■ Text extract:
________________________________________

This is an estate grown organic fair trade Robusta, from high in the mountains in Tanzania. Organic robusta is very hard to find, but it is important. Most robusta is grown at low altitude (that's the whole point of why they developed it), and there are so many pests there that they have to spray it heavily with pesticides and weed killer. At one point Nestle got bad publicity because their coffee was nearly above the legal limit of Roundup Weedkiller in their coffee.

These beans have not been sorted by size, so there are some peaberries and are mostly smaller beans. It's really not that big of a deal. You generally take robusta to a darker roast anyway, so it's all going to get dark.

We tried a variety of roast levels with it. You take it 15 seconds into second cracks all the way to a minute of 2nd cracks. There aren’t any complex undertones to unlock, so it doesn't drastically change as you roast it darker. It adds really creamy body to espresso, and you typically keep it to about 10-15% in your espresso blend to give it good mouthfeel and a little extra caffeine.

But the secret thing you can do with it is create a high-caffeine drip blend. Blend it with something light and sweet, like a regular Tanzania or even a Colombia. Roughly 50-50 and you get a cup of coffee that 1 — makes everyone extraordinarily caffeinated and 2 — tastes different than what you’re used to, but is not offensive — just different.

Drink it 100% straight, and call me nuts, but this is absolutely drinkable coffee, even at the medium roast level it's really solid. I’ve definitely had arabica coffees that were far more unpleasant. The aroma is deep and intoxicating, the body is rich, smooth, nutty and reminiscent of a diner coffee. The aftertaste is only mildly earthy. If anything, a feature that contributes nicely to a blend.

So obviously it is just robusta. Inexpensive, and nowhere as fascinating as a nice specialty arabica bean. But it is the best robusta I've ever tasted, and for something fun to play around with, try a pound. You don't find organic robusta beans very often.

________________________________________

■ Material:
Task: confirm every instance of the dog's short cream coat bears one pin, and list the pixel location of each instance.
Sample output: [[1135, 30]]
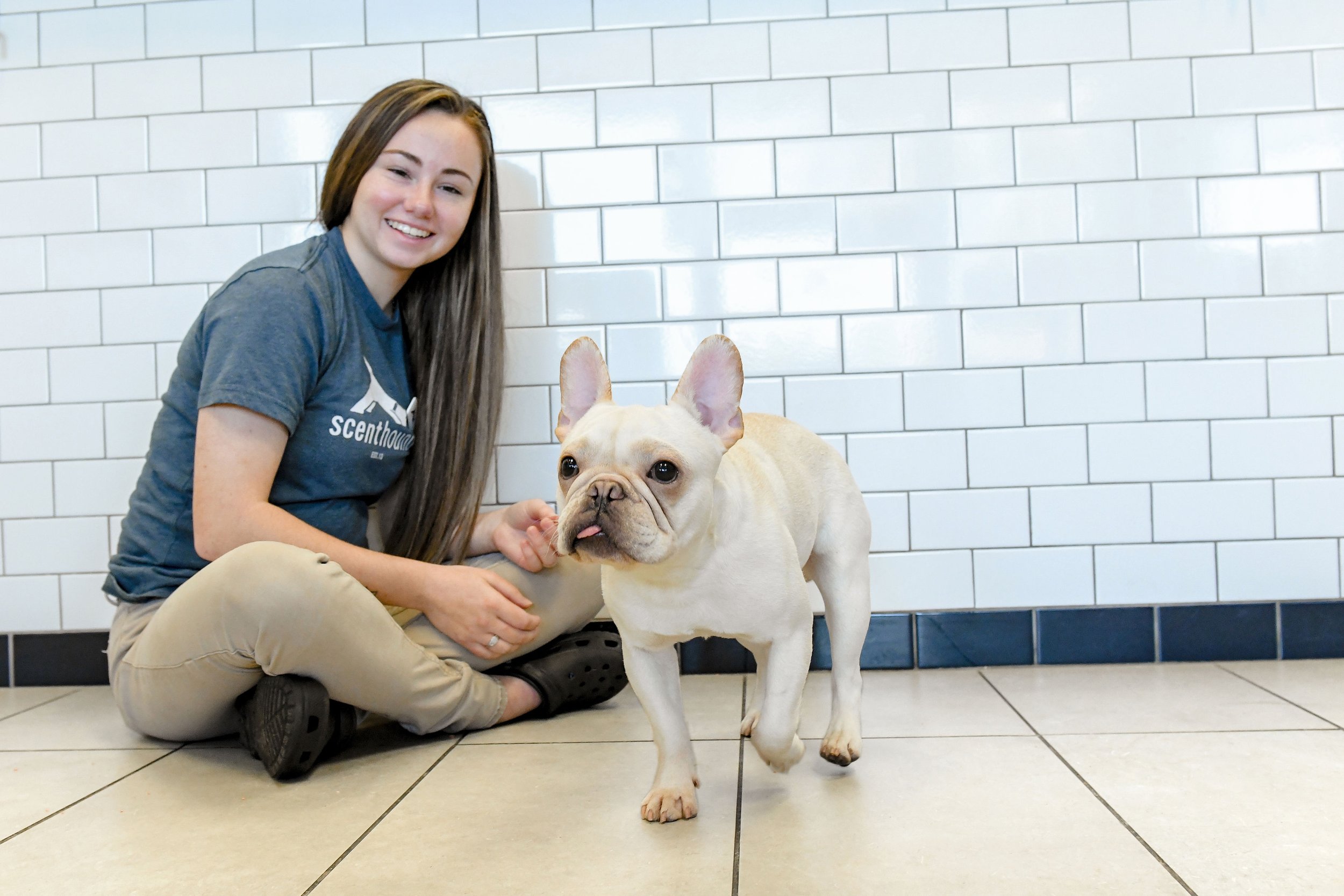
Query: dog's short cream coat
[[759, 507]]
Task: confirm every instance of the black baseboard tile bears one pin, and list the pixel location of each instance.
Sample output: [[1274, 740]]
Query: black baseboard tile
[[888, 645], [1312, 629], [1207, 632], [975, 639], [1096, 634], [61, 658], [710, 656]]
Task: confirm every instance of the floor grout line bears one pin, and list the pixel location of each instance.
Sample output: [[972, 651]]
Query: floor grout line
[[1331, 723], [1092, 790], [38, 704], [4, 840], [737, 821], [378, 821]]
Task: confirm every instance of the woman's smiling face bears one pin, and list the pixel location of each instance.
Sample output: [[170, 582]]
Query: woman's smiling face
[[414, 202]]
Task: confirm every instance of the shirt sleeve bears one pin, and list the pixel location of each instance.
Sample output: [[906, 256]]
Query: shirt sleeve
[[262, 345]]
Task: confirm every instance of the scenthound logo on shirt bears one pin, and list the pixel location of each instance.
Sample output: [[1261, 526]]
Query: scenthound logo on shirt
[[381, 434]]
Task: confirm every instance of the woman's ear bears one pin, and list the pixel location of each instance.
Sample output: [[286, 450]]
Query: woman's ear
[[711, 388], [584, 383]]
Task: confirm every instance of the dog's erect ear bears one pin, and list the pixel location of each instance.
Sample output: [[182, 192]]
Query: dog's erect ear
[[711, 388], [584, 383]]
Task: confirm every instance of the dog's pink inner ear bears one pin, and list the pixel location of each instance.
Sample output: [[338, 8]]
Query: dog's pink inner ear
[[584, 383], [711, 389]]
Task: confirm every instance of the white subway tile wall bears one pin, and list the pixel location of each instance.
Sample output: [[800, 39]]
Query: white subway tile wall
[[1062, 281]]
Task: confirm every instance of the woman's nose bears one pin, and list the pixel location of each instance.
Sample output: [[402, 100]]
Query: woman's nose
[[420, 200]]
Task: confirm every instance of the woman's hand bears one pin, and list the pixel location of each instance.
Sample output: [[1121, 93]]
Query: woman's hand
[[526, 535], [472, 606]]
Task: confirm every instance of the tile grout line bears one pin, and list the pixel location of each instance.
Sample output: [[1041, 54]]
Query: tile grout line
[[35, 706], [4, 840], [378, 821], [1090, 789], [737, 821], [1334, 725]]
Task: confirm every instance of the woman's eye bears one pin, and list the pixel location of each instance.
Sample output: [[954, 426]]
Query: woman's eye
[[663, 470]]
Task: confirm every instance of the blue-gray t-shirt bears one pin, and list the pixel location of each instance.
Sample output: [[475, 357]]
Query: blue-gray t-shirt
[[297, 336]]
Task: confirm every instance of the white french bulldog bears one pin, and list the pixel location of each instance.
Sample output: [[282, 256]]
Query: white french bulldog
[[710, 523]]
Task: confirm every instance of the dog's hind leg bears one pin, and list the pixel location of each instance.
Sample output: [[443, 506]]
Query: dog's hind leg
[[776, 734], [761, 652], [840, 569]]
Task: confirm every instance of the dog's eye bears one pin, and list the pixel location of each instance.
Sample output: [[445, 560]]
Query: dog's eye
[[663, 470]]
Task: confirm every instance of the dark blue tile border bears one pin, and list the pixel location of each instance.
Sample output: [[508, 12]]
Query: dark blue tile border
[[709, 656], [888, 645], [979, 639], [61, 658], [1096, 634], [1312, 630], [1198, 632], [1203, 632]]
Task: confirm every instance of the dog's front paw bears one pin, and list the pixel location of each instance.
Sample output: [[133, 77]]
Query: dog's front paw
[[781, 761], [671, 804], [842, 746]]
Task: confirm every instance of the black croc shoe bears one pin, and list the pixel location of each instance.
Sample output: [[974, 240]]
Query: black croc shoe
[[289, 723], [573, 672]]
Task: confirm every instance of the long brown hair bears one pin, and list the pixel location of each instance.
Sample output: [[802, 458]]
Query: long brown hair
[[455, 327]]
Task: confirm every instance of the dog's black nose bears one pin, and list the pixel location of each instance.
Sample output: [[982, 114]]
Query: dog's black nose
[[604, 492]]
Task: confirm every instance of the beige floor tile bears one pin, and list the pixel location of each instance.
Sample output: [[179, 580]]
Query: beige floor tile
[[937, 817], [20, 699], [85, 720], [1170, 696], [1233, 813], [713, 711], [916, 704], [1312, 684], [560, 820], [38, 784], [210, 821]]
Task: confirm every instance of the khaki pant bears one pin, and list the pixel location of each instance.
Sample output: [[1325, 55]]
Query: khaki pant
[[178, 664]]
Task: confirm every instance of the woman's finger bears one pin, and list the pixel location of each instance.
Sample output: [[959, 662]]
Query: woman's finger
[[541, 547], [507, 589], [509, 634], [531, 562], [501, 648]]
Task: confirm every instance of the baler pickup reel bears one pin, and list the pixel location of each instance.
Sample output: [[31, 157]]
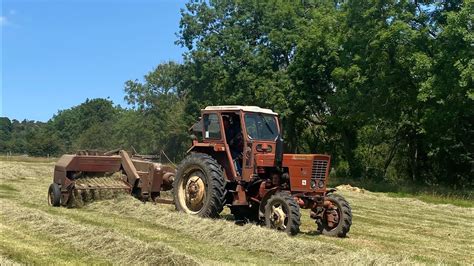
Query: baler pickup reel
[[89, 175]]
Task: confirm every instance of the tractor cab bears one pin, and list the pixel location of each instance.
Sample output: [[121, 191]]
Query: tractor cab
[[237, 136], [236, 160]]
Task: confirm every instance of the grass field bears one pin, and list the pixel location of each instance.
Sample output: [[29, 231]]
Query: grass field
[[122, 231]]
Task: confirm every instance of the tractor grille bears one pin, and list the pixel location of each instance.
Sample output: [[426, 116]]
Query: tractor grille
[[319, 169]]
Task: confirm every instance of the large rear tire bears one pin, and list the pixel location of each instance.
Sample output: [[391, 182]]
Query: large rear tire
[[54, 195], [341, 212], [283, 213], [199, 186]]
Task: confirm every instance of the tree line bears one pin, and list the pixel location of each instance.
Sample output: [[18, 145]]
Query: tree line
[[384, 86]]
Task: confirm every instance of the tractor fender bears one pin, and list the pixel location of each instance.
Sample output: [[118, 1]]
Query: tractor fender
[[263, 202]]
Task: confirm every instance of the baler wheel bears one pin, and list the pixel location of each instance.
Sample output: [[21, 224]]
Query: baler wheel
[[199, 186], [283, 213], [341, 214], [54, 195]]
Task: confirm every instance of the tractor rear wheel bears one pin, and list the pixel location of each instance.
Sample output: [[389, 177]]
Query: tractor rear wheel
[[337, 220], [54, 195], [283, 213], [199, 186]]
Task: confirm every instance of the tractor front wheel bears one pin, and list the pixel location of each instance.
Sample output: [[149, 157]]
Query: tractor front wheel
[[54, 195], [283, 213], [337, 219], [199, 186]]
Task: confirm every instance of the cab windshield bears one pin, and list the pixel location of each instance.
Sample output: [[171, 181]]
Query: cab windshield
[[261, 126]]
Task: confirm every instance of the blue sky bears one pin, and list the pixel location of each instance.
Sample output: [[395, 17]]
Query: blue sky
[[55, 54]]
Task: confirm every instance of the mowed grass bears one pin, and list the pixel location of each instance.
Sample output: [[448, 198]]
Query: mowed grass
[[385, 230]]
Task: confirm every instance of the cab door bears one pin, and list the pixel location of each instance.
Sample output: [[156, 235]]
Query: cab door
[[248, 156]]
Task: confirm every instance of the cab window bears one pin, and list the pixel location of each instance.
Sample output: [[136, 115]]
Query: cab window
[[212, 129]]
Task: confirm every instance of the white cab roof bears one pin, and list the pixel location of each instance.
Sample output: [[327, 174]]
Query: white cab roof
[[255, 109]]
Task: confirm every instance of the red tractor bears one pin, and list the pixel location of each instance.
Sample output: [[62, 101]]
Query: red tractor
[[237, 160]]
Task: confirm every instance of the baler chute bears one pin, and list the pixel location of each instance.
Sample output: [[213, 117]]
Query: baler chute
[[94, 172]]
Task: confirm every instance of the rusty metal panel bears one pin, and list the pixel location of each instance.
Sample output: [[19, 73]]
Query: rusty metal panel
[[129, 168]]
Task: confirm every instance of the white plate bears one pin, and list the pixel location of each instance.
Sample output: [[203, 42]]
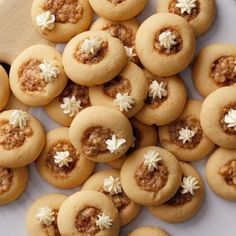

________________________________________

■ Written tasks:
A – Reproduce the passage of the robusta coffee text from "These beans have" up to and including "to get dark.".
B – Rewrite the lines of the records from the line with "Task: confirm every instance of the long" up to and including the line with "784], [210, 821]]", putting "tan" wherever "beige" occurs and leaving all else unchanged. Give only those lines.

■ Answers given:
A –
These beans have not been sorted by size, so there are some peaberries and are mostly smaller beans. It's really not that big of a deal. You generally take robusta to a darker roast anyway, so it's all going to get dark.

B –
Task: confirm every instance of the long brown hair bears one pin, and list the pixel location of each instance.
Sample output: [[802, 458]]
Query: long brown hair
[[455, 327]]
Task: confirm every instance of the dog's black nose bears one pin, and list the pixel location of each instance.
Sample output: [[982, 114]]
Query: dog's black nose
[[604, 492]]
Task: confirm every instance of the tan floor tile bears one pin, and list the pixel location of each instance.
Sample output: [[179, 580]]
Query: tan floor tile
[[937, 817], [20, 699], [85, 720], [1170, 696], [1233, 813], [713, 711], [916, 704], [1312, 684], [560, 820], [38, 784], [210, 821]]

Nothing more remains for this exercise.